___ Records for the task

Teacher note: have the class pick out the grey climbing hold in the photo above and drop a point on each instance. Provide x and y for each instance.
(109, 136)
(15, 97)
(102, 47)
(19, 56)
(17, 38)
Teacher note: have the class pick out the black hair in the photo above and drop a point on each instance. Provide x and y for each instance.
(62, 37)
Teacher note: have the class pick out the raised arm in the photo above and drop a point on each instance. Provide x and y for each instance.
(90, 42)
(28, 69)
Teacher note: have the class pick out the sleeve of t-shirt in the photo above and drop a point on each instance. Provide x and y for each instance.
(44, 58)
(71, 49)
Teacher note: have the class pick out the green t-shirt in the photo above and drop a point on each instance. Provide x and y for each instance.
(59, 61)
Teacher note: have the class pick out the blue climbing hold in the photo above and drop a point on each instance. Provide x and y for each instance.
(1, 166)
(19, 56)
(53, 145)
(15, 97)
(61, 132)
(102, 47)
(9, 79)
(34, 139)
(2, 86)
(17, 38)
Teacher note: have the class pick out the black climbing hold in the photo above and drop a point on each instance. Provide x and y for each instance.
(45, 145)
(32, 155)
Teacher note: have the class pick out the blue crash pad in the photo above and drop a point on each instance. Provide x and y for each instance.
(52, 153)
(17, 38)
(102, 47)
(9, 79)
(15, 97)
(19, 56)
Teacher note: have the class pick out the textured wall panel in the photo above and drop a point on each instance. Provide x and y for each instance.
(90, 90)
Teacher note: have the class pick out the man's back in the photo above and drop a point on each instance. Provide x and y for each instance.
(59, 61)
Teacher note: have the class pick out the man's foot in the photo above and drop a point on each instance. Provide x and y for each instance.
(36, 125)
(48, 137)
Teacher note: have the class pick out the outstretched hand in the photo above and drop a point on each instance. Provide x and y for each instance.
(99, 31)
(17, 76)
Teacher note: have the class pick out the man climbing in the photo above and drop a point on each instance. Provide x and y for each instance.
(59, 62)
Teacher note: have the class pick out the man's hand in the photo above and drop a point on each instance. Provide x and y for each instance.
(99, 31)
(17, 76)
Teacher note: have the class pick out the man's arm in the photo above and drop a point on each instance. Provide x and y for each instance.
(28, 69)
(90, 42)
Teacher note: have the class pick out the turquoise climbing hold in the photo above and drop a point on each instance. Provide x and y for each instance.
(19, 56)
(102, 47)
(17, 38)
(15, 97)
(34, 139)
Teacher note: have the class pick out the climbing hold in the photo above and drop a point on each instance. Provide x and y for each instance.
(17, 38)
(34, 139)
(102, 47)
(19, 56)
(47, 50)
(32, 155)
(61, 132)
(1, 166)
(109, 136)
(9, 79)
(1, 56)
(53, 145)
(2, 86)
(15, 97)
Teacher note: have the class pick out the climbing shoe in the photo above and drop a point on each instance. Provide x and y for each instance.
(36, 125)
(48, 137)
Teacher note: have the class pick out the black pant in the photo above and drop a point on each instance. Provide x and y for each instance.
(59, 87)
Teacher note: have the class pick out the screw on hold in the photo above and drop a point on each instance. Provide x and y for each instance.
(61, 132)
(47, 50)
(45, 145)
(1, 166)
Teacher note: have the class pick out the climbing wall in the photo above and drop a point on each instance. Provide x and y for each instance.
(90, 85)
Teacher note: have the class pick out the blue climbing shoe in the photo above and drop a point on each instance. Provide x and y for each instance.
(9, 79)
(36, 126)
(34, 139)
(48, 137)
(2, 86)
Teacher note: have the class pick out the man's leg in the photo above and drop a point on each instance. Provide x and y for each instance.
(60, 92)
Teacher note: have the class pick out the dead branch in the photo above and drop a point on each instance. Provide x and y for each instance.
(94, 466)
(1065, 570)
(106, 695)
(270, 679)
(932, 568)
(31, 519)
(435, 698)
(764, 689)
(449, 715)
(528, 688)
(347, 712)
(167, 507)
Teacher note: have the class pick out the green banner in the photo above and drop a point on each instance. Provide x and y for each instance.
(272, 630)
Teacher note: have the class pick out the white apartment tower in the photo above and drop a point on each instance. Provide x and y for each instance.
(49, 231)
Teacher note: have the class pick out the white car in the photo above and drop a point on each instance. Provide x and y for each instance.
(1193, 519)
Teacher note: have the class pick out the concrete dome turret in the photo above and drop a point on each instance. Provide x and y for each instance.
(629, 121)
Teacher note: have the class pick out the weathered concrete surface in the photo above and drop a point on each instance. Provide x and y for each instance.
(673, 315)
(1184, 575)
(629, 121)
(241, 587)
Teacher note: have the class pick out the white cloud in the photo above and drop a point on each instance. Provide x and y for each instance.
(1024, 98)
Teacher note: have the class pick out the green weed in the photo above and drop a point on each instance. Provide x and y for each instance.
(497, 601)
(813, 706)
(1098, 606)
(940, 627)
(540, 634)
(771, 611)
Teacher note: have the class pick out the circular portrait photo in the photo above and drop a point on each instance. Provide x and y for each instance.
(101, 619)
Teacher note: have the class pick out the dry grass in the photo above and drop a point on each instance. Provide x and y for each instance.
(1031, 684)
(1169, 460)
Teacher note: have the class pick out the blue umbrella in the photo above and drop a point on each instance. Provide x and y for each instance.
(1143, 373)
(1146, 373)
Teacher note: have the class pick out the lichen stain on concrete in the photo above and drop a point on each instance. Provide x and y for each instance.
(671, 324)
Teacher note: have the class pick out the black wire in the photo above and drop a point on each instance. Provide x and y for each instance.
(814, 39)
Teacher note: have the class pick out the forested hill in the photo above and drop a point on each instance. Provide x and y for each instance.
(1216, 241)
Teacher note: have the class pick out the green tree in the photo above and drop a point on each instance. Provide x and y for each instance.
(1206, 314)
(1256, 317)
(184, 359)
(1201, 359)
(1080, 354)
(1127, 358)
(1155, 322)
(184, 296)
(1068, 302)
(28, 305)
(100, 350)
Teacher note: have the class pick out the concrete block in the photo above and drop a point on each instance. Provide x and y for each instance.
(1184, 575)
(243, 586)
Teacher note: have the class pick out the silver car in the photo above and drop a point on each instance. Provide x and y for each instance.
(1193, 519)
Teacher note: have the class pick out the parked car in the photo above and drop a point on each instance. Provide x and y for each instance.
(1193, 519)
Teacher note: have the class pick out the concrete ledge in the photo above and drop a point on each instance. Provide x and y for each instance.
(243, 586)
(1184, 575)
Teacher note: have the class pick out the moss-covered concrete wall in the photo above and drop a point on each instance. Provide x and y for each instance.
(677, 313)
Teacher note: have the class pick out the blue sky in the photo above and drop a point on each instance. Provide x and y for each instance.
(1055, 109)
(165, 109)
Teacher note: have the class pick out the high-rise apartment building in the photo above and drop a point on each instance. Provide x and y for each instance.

______

▶ [Exercise] Everything in the listing must be returned word for word.

▶ [Written reply]
Teacher note: have the class pick out the grey climbing hold in the photo above and drop a point on each instance. Provide x and y for each instance.
(109, 136)
(15, 97)
(102, 47)
(19, 56)
(17, 38)
Teacher note: have the class pick out the black hair in the photo above and drop a point on each instance. Provide x and y for each instance.
(62, 37)
Teacher note: have the class pick out the raised arm in the photo above and drop a point on each instance. Provide x and y for each instance.
(90, 42)
(28, 69)
Teacher note: have the class pick out the sleeve of t-shirt in the photo above and drop a point on each instance. Provide x and y for each instance.
(44, 58)
(71, 49)
Teacher note: have the class pick out the green t-shirt in the photo above and drop a point on each instance. Provide x and y for each instance.
(59, 61)
Teacher note: have the class pick out the blue climbing hold in the photo above and drop a point on each instance. Provide x and y for each instance.
(1, 166)
(19, 56)
(53, 145)
(15, 97)
(61, 132)
(102, 47)
(9, 79)
(34, 139)
(2, 86)
(17, 38)
Teacher note: have the class pick out the black climbing hold in the photo above and drop a point on each instance. Provide x and y for each instance.
(45, 145)
(32, 155)
Teacher note: have the class pick out the blue crash pad in the photo above and drop a point on each instance. Provide x and y for each instance.
(52, 153)
(17, 38)
(102, 47)
(9, 79)
(15, 97)
(19, 56)
Teacher note: have the class pick out the textured wall panel in the photo above and drop a point on each instance. Provide x and y for each instance.
(90, 90)
Teacher note: have the class pick out the man's back in the photo above and drop a point on each instance. Provide x and y for each instance.
(59, 61)
Teacher note: have the class pick out the man's foot in the photo above and drop a point on each instance. Provide x and y for each instance.
(36, 125)
(48, 137)
Teacher note: have the class pick out the outstretched hand in the photo above and drop a point on each instance. Provide x and y for each instance.
(99, 31)
(17, 76)
Teacher note: have the class pick out the man climbing in the photo above and drop a point on each instance. Provide x and y for each instance.
(59, 62)
Teacher note: have the class pick out the man's hand in the photo above and drop a point on each instance. Provide x and y for each instance.
(99, 31)
(17, 76)
Teacher note: have the class pick out the man's arm in the photo above and drop a point on each instance. Provide x and y for each instance.
(28, 69)
(90, 42)
Teacher note: have the class pick out the turquoise climbing hold in the photo above and drop a point on each instance. Provide x and y for each instance.
(19, 56)
(102, 47)
(17, 38)
(15, 97)
(34, 139)
Teacher note: have the class pick out the climbing hold in the photo above and drop a point on each instance. Provide x and y for each instance.
(17, 38)
(34, 139)
(102, 47)
(19, 56)
(47, 50)
(32, 155)
(61, 132)
(1, 166)
(109, 136)
(9, 79)
(1, 56)
(53, 145)
(2, 86)
(15, 97)
Teacher note: have the class pick out the climbing shoe in the photo above and drop a point on each instance. Provide x and y for each instance.
(36, 125)
(48, 137)
Teacher note: have the class pick out the black pant in the photo above and drop a point on each instance. Provide x and y for each instance.
(59, 87)
Teacher note: have the class pick out the screw on hold in the photo above and drop a point on each instance. Provide x and y for each instance.
(61, 132)
(47, 50)
(45, 145)
(1, 166)
Teacher note: have the class pick out the climbing wall in the photo above and drop a point on each instance. Provide x and y for each instance.
(90, 85)
Teacher note: have the class pick out the blue climbing shoe in the photo above and drop a point on each instance. Provide x and y for each instance.
(9, 79)
(36, 126)
(34, 139)
(48, 137)
(2, 86)
Teacher note: have the class pick out the man's leg in the photo above and drop a point on each instance. Provide x and y for each instance.
(60, 92)
Teacher note: have the class pick out the dead branch in the photo above and drop a point on each instance. Provide x and y for each instance.
(94, 466)
(1065, 570)
(106, 695)
(270, 679)
(932, 568)
(31, 519)
(435, 698)
(764, 689)
(449, 715)
(528, 688)
(347, 712)
(167, 507)
Teacher note: have the class pick out the green banner in the photo above and drop a point on each instance. Provide x and y for each instance.
(272, 630)
Teacher note: have the class pick out the white apartment tower in the photo above and drop a point on each instance. Provide x and y for each instance.
(49, 231)
Teacher note: have the class pick out the white car in the photo above and drop a point on each instance. Provide x and y for each instance.
(1193, 519)
Teacher note: have the class pick out the concrete dome turret in the photo above and drop a point on each instance. Provide x and y for each instance.
(629, 121)
Teacher note: have the class pick out the weathered concrete surface in the photo above and drop a point on each instance. Provide x and y for each instance.
(673, 315)
(1184, 575)
(629, 121)
(241, 587)
Teacher note: have the class pick out the white cloud in the photo above and drop a point on each instance. Provide x and y for each instance.
(1024, 98)
Teacher note: have the class pick out the green weed in the photo above and drop a point on each instance. Provide x and y for each instance.
(497, 601)
(813, 706)
(1098, 606)
(940, 627)
(540, 634)
(771, 611)
Teacher note: have the class pick out the circular portrait photo in the photo above and drop a point on each instance. Provide x and y for each instance.
(101, 619)
Teacher note: have the class pick out the dry grass in the photo above and drop a point on each instance. Provide x and y for each instance.
(1031, 684)
(1169, 460)
Teacher note: have the class pick out the blue umbrella in the photo above and drop a point on each instance. Provide x and y for each instance.
(1143, 373)
(1146, 373)
Teacher note: have the class pick out the lichen stain on concrete in the photo above and drop a point on each instance. Provide x and y for each instance.
(671, 324)
Teacher note: have the class pick out the black wire in the photo above and drop a point on each instance. Provide x and y for each instance.
(814, 39)
Teacher note: have the class pick out the forested hill in the photo above and drop a point on each instance. Provide x and y for each instance.
(1216, 241)
Teacher note: have the class pick out the green tree in the photo above and drop a point on each instance. Provide x and y for each instance.
(1206, 314)
(1256, 317)
(184, 359)
(1201, 359)
(1080, 354)
(1127, 358)
(1155, 322)
(184, 296)
(1068, 302)
(28, 305)
(100, 350)
Teacher note: have the class pick out the concrete block in the photo above and drop a point on each instance. Provide x and y for each instance.
(1184, 575)
(243, 586)
Teacher note: have the class pick out the silver car in the photo above and drop a point on each instance. Provide x and y for each instance.
(1193, 519)
Teacher note: have the class pick out the parked car in the photo above and drop a point on each instance. Provide x and y for each instance.
(1193, 519)
Teacher note: have the class pick out the concrete ledge in the photo above and drop a point on each instance. Provide x and y for each instance.
(243, 586)
(1184, 575)
Teacher note: have the class pick out the moss-covered concrete wall in the photo above and drop a point on each instance. Provide x and y for each instance.
(677, 313)
Teacher note: have the class pick out the blue sky in the photo above and drop a point on each instance. Provide x and y for each instance.
(1055, 109)
(165, 109)
Teacher note: have the class pick out the high-rise apartment building in the photo above and drop a point on each instance. Provide x and y for each instance.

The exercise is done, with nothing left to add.